**Written task:**
Repeat exactly, and only, the lines from the line bearing "In the photo above, where can the polypore" through the end of the material. Do not copy the pictures.

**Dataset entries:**
↓↓↓

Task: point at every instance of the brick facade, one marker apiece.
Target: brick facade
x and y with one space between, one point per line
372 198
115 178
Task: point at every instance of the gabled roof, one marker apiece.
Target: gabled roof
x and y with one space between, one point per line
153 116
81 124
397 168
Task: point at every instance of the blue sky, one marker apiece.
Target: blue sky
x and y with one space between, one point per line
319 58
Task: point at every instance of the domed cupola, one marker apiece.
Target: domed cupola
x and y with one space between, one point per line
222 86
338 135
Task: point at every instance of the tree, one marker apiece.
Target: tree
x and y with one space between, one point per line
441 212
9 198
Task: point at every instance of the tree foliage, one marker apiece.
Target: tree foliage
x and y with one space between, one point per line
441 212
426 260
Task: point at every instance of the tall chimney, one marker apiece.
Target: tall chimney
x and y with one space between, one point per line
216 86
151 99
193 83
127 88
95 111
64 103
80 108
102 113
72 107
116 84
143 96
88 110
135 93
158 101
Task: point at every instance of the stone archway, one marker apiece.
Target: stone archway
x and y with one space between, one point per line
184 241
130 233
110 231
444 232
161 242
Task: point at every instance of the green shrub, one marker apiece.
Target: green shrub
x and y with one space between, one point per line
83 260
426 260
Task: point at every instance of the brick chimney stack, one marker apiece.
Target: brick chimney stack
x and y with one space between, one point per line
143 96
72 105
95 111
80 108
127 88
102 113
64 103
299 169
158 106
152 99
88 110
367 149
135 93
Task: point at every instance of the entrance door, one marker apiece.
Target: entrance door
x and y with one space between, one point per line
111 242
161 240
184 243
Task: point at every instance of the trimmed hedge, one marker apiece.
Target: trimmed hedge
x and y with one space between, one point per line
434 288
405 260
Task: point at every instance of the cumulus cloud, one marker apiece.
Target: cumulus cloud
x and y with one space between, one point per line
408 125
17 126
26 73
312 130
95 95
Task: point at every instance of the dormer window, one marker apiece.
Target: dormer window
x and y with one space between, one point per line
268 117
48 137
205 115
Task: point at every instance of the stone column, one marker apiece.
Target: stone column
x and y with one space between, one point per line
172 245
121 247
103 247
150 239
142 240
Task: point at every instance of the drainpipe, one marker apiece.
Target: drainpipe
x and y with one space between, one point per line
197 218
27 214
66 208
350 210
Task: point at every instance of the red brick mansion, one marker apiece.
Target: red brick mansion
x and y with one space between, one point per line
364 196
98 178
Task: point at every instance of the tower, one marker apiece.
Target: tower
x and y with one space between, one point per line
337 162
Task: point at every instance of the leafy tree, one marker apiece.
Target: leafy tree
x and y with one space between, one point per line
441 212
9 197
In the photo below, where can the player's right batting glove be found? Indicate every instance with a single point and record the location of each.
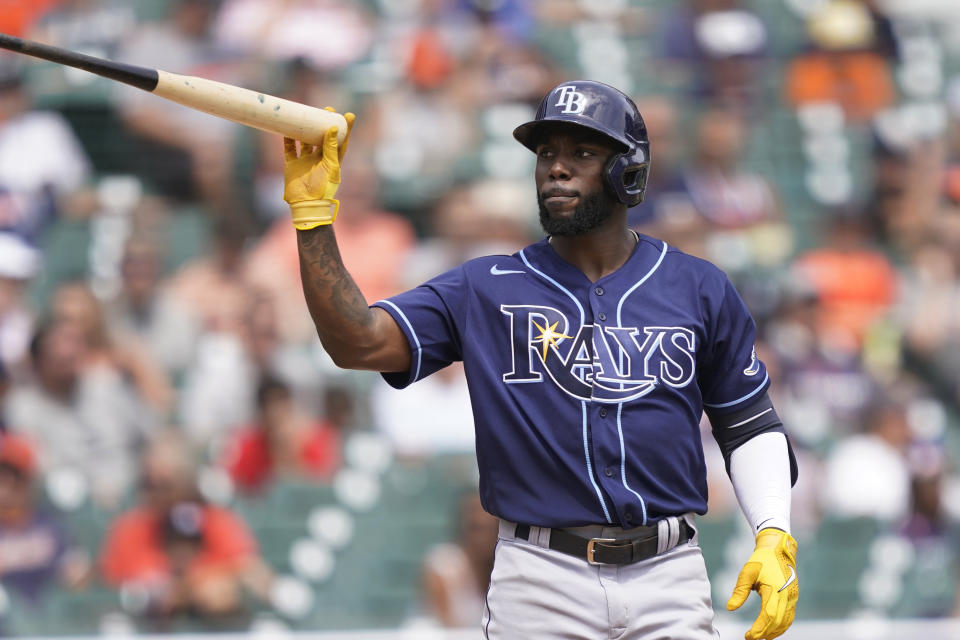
(771, 571)
(313, 176)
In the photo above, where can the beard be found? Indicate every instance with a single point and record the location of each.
(591, 212)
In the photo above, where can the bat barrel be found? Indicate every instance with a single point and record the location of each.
(140, 77)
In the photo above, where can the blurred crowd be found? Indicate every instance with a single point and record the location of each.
(810, 148)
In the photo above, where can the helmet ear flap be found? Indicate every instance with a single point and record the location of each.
(626, 178)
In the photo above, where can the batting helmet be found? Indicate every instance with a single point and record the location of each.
(601, 108)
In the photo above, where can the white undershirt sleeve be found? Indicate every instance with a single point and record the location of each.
(760, 473)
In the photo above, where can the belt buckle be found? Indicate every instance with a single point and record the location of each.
(591, 549)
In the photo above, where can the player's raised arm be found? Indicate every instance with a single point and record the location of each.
(355, 335)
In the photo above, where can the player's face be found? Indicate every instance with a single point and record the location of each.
(569, 177)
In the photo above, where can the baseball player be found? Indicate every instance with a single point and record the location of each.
(590, 357)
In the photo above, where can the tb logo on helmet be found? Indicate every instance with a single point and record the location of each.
(571, 100)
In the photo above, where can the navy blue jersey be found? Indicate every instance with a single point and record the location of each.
(587, 396)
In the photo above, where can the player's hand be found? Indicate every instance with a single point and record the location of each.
(312, 176)
(771, 571)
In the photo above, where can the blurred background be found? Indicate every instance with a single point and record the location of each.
(178, 454)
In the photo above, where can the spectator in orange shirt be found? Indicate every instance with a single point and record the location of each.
(854, 282)
(281, 442)
(846, 63)
(35, 553)
(182, 555)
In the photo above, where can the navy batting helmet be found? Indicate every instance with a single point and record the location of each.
(602, 108)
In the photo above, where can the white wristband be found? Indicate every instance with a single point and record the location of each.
(760, 472)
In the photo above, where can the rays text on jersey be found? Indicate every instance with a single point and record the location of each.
(600, 363)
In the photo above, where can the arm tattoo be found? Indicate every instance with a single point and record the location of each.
(334, 300)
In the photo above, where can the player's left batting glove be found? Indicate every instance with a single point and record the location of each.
(313, 176)
(772, 572)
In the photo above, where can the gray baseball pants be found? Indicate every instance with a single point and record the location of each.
(540, 594)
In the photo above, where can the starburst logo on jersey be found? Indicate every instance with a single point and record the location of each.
(754, 367)
(599, 363)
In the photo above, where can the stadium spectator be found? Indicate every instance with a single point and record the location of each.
(455, 575)
(177, 554)
(855, 282)
(285, 29)
(214, 286)
(183, 152)
(929, 312)
(19, 262)
(84, 420)
(868, 474)
(95, 27)
(17, 17)
(36, 185)
(846, 62)
(716, 49)
(35, 552)
(219, 388)
(74, 303)
(447, 428)
(281, 443)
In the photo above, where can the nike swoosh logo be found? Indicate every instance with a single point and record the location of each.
(740, 424)
(790, 580)
(760, 526)
(496, 271)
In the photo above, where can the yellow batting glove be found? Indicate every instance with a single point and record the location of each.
(312, 176)
(771, 571)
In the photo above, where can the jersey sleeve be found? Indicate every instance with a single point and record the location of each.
(428, 316)
(732, 374)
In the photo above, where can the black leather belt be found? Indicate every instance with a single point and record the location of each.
(608, 550)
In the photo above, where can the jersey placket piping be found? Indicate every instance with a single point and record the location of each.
(583, 404)
(623, 453)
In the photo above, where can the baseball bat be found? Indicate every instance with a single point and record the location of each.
(259, 110)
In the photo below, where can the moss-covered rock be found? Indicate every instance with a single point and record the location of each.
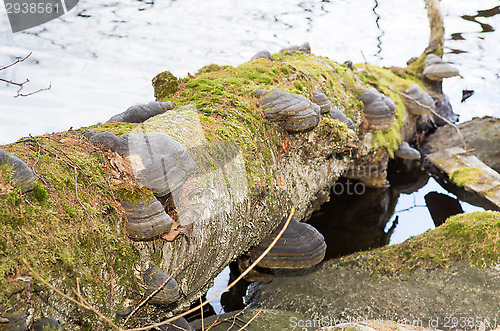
(250, 173)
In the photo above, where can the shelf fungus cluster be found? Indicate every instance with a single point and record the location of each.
(140, 113)
(436, 69)
(300, 246)
(161, 165)
(424, 101)
(297, 112)
(22, 176)
(379, 110)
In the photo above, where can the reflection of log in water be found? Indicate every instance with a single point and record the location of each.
(353, 222)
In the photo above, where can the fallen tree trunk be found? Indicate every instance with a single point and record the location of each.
(249, 173)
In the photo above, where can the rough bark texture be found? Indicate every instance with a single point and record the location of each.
(250, 173)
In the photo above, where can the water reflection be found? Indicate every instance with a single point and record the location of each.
(483, 13)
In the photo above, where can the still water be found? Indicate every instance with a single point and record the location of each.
(100, 57)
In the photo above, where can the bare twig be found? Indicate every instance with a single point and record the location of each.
(83, 303)
(435, 113)
(21, 85)
(37, 159)
(16, 62)
(250, 321)
(243, 274)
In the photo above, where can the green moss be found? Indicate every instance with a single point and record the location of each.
(67, 227)
(167, 84)
(466, 175)
(474, 238)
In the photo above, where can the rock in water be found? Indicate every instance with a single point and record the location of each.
(298, 112)
(300, 246)
(422, 97)
(442, 206)
(22, 176)
(436, 69)
(379, 110)
(140, 113)
(159, 162)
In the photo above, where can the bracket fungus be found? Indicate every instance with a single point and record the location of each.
(415, 92)
(379, 110)
(406, 152)
(300, 246)
(22, 176)
(140, 113)
(154, 278)
(436, 69)
(159, 162)
(146, 219)
(298, 112)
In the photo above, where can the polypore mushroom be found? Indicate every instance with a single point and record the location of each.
(379, 110)
(300, 246)
(298, 112)
(436, 69)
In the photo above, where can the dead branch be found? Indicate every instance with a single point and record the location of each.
(435, 113)
(250, 321)
(21, 84)
(436, 40)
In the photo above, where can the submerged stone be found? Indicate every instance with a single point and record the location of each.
(22, 176)
(298, 113)
(436, 69)
(379, 110)
(154, 277)
(140, 113)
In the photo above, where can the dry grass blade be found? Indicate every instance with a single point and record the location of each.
(82, 303)
(243, 274)
(250, 321)
(143, 302)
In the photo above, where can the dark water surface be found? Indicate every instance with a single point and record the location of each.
(100, 59)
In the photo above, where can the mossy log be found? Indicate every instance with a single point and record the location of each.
(250, 173)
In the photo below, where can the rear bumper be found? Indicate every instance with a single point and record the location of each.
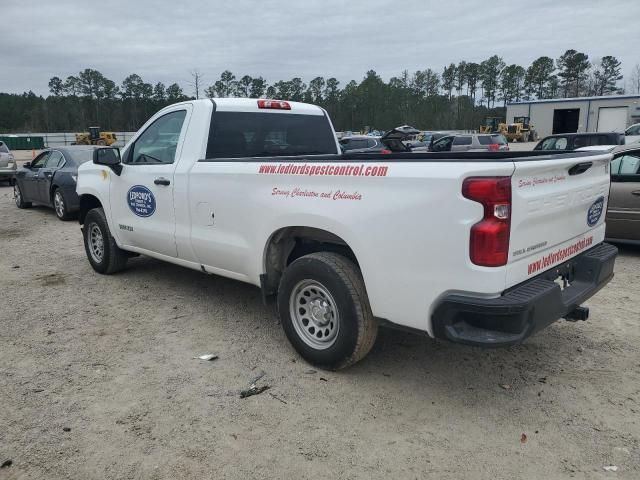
(526, 308)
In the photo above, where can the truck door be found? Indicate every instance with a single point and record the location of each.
(623, 216)
(141, 197)
(45, 174)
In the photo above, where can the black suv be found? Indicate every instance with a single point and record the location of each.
(572, 141)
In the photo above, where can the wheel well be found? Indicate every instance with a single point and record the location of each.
(87, 202)
(291, 243)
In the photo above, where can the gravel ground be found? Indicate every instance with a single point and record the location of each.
(98, 380)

↑↑↑

**Result for this task:**
In the photo above, where can the polypore mushroom be found? Indicate every instance with a single point and record the location of each.
(379, 110)
(300, 246)
(298, 112)
(436, 69)
In the photo above, where can the dead branch be found? Indicate every instance with a single point and record the location of each.
(435, 113)
(250, 321)
(21, 84)
(436, 40)
In the photo above, where can the submerged stone be found? Indicate every instance with a single point and record the location of each.
(22, 176)
(298, 113)
(436, 69)
(379, 110)
(154, 277)
(140, 113)
In the photo above, where can the dry grass blade be found? Indicate every instance with a single point and record the location of each.
(82, 303)
(243, 274)
(250, 321)
(143, 302)
In the photo above, where can the dark water surface be found? Indicate every instance with a single point and record the location of each.
(100, 59)
In the photo above, where can the mossy log be found? Indicate every instance with a single point and record the location of each.
(250, 173)
In the photo below, where can the rear bumper be found? Indicate every instance with a single point and record the location of each.
(526, 308)
In the photo above, where can the truck door be found? Indicate every instance with a single point and record the location of each.
(623, 216)
(141, 197)
(45, 174)
In the photo above, where can the black suv be found? Indicate every instance with a single point and record the location of each.
(572, 141)
In the photo above, where can the wheel well be found? Indicate every instance with a single point and record the location of each.
(87, 202)
(291, 243)
In the photo above, where can the gravel ground be found? Indicate every instance with a single point and record the location of each.
(98, 380)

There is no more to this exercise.